## What this task involves
Copy the following data line for line, without changing anything.

[Coordinate annotation data]
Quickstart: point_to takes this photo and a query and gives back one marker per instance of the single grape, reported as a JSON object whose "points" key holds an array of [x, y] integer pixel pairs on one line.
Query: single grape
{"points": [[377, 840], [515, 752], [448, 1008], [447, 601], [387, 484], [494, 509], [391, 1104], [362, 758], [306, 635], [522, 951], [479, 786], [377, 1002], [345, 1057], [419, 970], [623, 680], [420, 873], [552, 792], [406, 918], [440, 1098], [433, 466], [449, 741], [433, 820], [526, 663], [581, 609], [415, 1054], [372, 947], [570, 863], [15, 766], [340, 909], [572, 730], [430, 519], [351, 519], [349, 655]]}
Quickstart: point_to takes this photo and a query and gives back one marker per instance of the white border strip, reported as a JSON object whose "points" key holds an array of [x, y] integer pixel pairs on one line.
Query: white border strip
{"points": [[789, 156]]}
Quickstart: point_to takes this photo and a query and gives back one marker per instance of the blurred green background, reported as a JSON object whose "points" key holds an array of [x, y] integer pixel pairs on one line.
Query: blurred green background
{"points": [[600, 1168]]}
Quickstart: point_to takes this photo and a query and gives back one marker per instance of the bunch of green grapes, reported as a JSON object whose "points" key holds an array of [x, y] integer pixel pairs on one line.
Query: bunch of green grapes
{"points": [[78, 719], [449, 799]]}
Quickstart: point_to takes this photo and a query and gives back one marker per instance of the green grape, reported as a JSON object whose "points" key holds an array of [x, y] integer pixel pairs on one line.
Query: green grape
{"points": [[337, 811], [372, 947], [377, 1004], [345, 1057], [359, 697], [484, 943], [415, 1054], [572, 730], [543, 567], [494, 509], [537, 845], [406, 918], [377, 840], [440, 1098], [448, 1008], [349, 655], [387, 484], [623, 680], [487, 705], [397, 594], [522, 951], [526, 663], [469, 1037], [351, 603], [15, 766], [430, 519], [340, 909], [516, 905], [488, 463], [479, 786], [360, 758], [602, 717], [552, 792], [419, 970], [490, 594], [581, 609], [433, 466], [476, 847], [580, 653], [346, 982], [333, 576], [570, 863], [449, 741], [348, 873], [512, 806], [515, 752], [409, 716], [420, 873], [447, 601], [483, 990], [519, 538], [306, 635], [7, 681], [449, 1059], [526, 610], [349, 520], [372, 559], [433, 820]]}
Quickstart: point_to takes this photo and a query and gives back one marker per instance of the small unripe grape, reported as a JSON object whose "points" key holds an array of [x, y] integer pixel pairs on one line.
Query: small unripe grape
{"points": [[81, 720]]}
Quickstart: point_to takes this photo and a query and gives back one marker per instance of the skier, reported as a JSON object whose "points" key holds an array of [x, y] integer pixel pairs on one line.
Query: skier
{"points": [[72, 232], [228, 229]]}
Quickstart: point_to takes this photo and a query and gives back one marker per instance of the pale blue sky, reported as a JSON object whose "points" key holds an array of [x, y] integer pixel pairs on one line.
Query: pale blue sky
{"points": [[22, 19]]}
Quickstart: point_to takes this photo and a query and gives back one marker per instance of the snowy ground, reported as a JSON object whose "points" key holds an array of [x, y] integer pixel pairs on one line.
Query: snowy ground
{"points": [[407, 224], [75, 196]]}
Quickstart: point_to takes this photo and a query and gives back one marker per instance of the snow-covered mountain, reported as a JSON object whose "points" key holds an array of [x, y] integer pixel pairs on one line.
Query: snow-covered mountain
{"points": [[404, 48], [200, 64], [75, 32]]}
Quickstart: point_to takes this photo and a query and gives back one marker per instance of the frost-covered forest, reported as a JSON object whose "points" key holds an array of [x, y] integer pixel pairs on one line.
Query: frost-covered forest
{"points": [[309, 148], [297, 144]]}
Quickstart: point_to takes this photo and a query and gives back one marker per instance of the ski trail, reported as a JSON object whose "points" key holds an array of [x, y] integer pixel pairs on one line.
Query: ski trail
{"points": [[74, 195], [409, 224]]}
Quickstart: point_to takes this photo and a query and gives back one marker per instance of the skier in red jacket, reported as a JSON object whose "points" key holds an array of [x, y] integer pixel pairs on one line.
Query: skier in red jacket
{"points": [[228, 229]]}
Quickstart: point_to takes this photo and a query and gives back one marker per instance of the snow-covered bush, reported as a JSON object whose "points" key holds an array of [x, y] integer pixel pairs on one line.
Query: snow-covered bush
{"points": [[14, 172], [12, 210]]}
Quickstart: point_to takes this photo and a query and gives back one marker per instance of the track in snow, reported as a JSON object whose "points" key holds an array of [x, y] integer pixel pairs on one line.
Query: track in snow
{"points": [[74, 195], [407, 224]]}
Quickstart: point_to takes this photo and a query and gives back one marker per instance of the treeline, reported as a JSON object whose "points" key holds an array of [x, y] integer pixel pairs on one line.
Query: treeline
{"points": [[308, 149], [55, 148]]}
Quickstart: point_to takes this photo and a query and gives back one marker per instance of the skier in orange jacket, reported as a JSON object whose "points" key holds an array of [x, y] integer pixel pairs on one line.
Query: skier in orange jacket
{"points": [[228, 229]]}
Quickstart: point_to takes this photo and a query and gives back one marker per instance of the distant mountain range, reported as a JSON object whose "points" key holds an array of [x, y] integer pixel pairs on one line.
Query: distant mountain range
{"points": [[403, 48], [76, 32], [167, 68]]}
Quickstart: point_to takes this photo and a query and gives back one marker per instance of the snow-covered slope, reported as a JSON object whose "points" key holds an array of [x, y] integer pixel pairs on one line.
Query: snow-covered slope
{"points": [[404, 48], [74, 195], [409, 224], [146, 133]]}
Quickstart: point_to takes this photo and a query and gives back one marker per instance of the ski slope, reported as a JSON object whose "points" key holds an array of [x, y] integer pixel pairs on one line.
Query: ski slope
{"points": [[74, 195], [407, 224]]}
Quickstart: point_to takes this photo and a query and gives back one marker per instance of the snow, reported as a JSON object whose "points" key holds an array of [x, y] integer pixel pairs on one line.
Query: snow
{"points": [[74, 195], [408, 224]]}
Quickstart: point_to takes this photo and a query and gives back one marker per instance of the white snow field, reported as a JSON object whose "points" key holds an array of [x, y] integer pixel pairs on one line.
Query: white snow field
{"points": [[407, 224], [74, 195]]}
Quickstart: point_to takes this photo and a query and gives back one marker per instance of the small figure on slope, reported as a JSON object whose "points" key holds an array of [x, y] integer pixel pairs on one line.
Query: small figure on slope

## Reply
Quickstart: point_to takes this photo and a query and gives back one marker per instance of the single grape, reported as a JSON object whose "points" key holds an array of [x, y] integer pixel pairs on one line.
Query: single grape
{"points": [[377, 840], [515, 752], [448, 1008], [447, 601], [387, 484], [494, 509], [391, 1104], [362, 758], [306, 635], [522, 951], [479, 786], [377, 1002], [345, 1057], [419, 970], [623, 680], [420, 873], [552, 792], [406, 918], [440, 1098], [433, 466], [449, 741], [433, 820], [526, 663], [581, 609], [415, 1054], [372, 947], [570, 863], [15, 766], [340, 909], [572, 730], [430, 519], [351, 519], [349, 655]]}
Quickstart: point_to takes this photo and a query and gives back one marker per instance of the white border strip, reported as a JSON object whose "points" key holds an array of [x, y] integer pixel pairs on one line.
Query: white border strip
{"points": [[789, 156]]}
Quickstart: point_to takes this photo and a query and gives back one marker per instance of the blurred green background, reported as a JSON object whose "points" key holds an array of [x, y] integer pixel pairs on one line.
Query: blurred green background
{"points": [[600, 1168]]}
Quickstart: point_to takes this photo and a query and gives back one marker per instance of the bunch of green grapes, reported as a JSON object whose "points" key holds an array of [x, y] integer pixel pairs on one line.
Query: bunch of green grapes
{"points": [[78, 719], [449, 799]]}
Quickstart: point_to takes this photo and a query and gives back one marker per instance of the green grape, reported as a JSON object whose "points" key holds an array of [x, y] integer pixel pairs on one line.
Query: green grape
{"points": [[337, 811], [372, 947], [377, 1004], [345, 1057], [359, 697], [484, 943], [415, 1054], [572, 730], [543, 567], [494, 509], [537, 845], [406, 918], [377, 840], [440, 1098], [448, 1008], [349, 655], [387, 484], [623, 680], [487, 705], [397, 594], [522, 951], [526, 663], [469, 1037], [351, 603], [15, 766], [430, 519], [340, 909], [516, 905], [488, 463], [479, 786], [360, 758], [602, 717], [552, 792], [419, 970], [490, 594], [581, 609], [433, 466], [476, 847], [580, 653], [346, 982], [333, 576], [570, 863], [449, 741], [348, 873], [512, 806], [515, 752], [409, 716], [420, 873], [447, 601], [483, 990], [519, 538], [306, 635], [7, 681], [449, 1059], [526, 610], [349, 520], [372, 559], [433, 820]]}
Quickstart: point_to takes this photo and a query and gives back one marker per instance of the small unripe grape, reported as a JSON object whose "points" key holds an array of [x, y] integer pixel pairs on one line.
Query: small unripe grape
{"points": [[81, 720]]}
Quickstart: point_to takes this photo and a query and gives back one marker per instance of the skier, reported as a JSON object whose "points" key holds an array of [x, y] integer pixel pairs on one line.
Query: skier
{"points": [[72, 232], [228, 229]]}
Quickstart: point_to takes this photo and a query and gives back one marker per instance of the pale blue sky, reported as a JSON object whose "points" key holds an array of [x, y] integer pixel pairs on one line.
Query: pale blue sky
{"points": [[22, 19]]}
Quickstart: point_to takes this photo and a query and gives back one marker per instance of the snowy ground, reported as a JSON object whose "points" key holds an array of [x, y] integer pixel pairs on one line.
Query: snowy ground
{"points": [[407, 224], [75, 196]]}
Quickstart: point_to takes this photo and a query and gives back one marker per instance of the snow-covered mountain, reported as a JSON object whose "points" key holds an array of [x, y] integer pixel pairs on one line.
Query: snow-covered mountain
{"points": [[404, 48], [200, 64], [75, 32]]}
Quickstart: point_to takes this photo and a query and gives back one marker per instance of the frost-covered forest, reported as a JSON object whose "points" key holds an array of [x, y] integer pixel pairs on one line.
Query: frost-covered forest
{"points": [[309, 148], [297, 144]]}
Quickstart: point_to takes this photo and a query and gives back one marker per instance of the ski trail, reported as a JSON object whose "points" key holds an array of [x, y] integer pixel pairs on one line.
Query: ski trail
{"points": [[74, 195], [409, 224]]}
Quickstart: point_to takes this photo and a query and gives back one marker per instance of the skier in red jacket, reported as a JSON object whose "points" key holds an array of [x, y] integer pixel pairs on one line.
Query: skier in red jacket
{"points": [[228, 229]]}
Quickstart: point_to takes this photo and a query and gives back one marker per instance of the snow-covered bush, reported as a JSON object whose "points" key holds an array of [x, y] integer pixel pairs on one line.
Query: snow-covered bush
{"points": [[14, 172], [12, 210]]}
Quickstart: point_to takes this photo and a query and gives back one marker per instance of the track in snow, reported as a JSON object whose "points" key holds an array of [x, y] integer pixel pairs on one line.
Query: track in snow
{"points": [[74, 195], [407, 224]]}
Quickstart: point_to takes this photo and a query and gives back one marker per instance of the treeline, reported as a JSON object whose "points" key holds an array of [x, y] integer pixel pairs on one line.
Query: treeline
{"points": [[308, 149], [55, 148]]}
Quickstart: point_to takes this photo and a query and gives back one marker per instance of the skier in orange jacket, reported as a JSON object whose "points" key holds an array of [x, y] integer pixel pairs on one line.
Query: skier in orange jacket
{"points": [[228, 229]]}
Quickstart: point_to takes this photo and a query and gives back one marker per instance of the distant mountain range, reported as a JSON object whose "points" key holds an array of [x, y] integer pixel pairs on one line.
Query: distant mountain range
{"points": [[403, 48], [76, 32], [167, 68]]}
Quickstart: point_to takes this photo and a query and gives back one marker per instance of the snow-covered slope, reported as a JSON object whose "points" key holds an array of [x, y] integer pixel pairs on one line.
Query: snow-covered slope
{"points": [[404, 48], [74, 195], [409, 224], [146, 133]]}
Quickstart: point_to takes this photo and a query and gives back one marker per instance of the ski slope, reported as a JSON object whose "points" key holds an array of [x, y] integer pixel pairs on one line.
Query: ski slope
{"points": [[74, 195], [407, 224]]}
Quickstart: point_to takes this photo and a query and gives back one marker per instance of the snow, reported as a JSON object whose "points" key holds an array of [x, y] integer pixel pairs on one line.
Query: snow
{"points": [[74, 195], [408, 224]]}
Quickstart: point_to takes this photo and a query and gives back one marker per instance of the white snow field, reported as a JSON object whose "points" key holds an array of [x, y] integer pixel pairs on one line.
Query: white snow field
{"points": [[407, 224], [74, 195]]}
Quickstart: point_to takes this photo and a query and gives back one marker per instance of the small figure on slope, reported as a JSON object whose "points" key holds an array of [x, y] integer pixel pairs on one line.
Query: small figure on slope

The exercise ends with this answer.